* _WHAT NEEDS TO BE DONE_
Identify every line of the items below that contains the word "roof", copying each one in full. Treat uppercase and lowercase letters as different.

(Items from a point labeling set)
--- Begin ---

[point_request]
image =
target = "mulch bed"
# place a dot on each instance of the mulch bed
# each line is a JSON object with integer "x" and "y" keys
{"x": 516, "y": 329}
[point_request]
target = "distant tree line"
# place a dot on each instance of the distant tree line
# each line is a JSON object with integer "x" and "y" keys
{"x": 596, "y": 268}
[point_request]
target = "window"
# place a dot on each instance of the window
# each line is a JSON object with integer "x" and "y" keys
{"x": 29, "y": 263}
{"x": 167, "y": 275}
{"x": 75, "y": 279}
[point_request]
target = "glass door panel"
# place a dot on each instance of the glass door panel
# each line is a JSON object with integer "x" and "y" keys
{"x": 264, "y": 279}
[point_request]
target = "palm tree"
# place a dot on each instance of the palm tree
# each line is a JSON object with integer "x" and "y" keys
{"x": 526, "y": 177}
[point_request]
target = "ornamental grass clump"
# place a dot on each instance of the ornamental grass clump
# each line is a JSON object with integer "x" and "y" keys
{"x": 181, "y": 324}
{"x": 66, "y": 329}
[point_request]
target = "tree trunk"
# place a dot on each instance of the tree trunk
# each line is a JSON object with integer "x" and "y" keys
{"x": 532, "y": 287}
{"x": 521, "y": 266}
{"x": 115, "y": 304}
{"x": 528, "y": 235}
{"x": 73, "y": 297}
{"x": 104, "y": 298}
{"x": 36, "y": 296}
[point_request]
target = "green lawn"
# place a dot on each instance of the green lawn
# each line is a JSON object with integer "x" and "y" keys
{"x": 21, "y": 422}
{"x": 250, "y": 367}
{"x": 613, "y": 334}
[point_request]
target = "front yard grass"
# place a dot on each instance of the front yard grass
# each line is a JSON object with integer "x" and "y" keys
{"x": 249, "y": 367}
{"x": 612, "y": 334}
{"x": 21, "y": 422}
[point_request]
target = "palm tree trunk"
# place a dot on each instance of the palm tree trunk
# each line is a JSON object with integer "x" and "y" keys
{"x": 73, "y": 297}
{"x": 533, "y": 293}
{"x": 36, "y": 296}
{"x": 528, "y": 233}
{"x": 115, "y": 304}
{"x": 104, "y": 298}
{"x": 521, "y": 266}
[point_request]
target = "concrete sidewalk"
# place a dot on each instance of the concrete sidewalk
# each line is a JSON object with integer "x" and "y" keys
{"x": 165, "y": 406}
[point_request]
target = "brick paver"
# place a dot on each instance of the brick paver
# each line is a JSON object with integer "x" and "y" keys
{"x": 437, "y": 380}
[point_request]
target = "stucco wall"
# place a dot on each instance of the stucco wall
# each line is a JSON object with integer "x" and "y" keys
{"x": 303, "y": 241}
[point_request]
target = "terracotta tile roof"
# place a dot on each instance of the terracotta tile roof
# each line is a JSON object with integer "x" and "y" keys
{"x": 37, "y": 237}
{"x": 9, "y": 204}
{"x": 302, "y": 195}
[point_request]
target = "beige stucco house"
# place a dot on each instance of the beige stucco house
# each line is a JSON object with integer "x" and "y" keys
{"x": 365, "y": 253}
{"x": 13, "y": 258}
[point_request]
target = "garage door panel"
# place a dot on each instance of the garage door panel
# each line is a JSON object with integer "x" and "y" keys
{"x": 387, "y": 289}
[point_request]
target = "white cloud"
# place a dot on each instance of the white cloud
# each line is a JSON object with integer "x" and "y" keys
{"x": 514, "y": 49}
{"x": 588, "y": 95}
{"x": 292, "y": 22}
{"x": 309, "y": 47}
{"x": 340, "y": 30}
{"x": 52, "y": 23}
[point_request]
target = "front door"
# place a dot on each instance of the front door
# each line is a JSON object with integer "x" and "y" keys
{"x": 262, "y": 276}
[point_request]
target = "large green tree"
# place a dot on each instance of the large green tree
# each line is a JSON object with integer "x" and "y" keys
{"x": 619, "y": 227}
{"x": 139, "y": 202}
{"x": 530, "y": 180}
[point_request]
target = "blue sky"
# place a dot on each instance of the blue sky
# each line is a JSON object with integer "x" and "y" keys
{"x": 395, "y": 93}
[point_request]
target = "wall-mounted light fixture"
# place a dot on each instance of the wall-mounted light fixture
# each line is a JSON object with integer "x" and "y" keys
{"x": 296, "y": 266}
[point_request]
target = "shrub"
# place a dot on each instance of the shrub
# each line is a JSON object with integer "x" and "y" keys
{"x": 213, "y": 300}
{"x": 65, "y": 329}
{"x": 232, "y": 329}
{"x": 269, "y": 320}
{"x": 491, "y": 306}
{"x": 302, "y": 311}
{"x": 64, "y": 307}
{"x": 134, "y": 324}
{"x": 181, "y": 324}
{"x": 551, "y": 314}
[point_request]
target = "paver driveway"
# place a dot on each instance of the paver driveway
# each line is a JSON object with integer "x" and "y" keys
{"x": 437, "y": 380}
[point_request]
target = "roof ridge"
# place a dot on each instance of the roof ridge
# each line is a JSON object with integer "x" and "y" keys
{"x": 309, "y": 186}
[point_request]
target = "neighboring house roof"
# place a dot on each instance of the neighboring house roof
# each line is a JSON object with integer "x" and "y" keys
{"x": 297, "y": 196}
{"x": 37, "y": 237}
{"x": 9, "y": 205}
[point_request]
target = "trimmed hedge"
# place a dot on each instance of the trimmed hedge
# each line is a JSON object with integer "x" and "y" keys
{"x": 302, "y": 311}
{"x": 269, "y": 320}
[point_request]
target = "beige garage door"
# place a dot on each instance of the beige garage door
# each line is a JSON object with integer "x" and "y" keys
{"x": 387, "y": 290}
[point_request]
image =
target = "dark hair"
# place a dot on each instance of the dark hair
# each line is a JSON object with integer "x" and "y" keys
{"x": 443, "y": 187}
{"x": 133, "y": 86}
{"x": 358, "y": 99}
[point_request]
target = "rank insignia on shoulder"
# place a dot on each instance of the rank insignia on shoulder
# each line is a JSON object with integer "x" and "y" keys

--- End ---

* _WORKED ANSWER_
target = "terracotta tile roof"
# place a dot on each instance of the terracotta tile roof
target = "roof ridge"
# place a dot on each instance of the roof ridge
target = "neighboring house roof"
# place a dot on each instance of the neighboring house roof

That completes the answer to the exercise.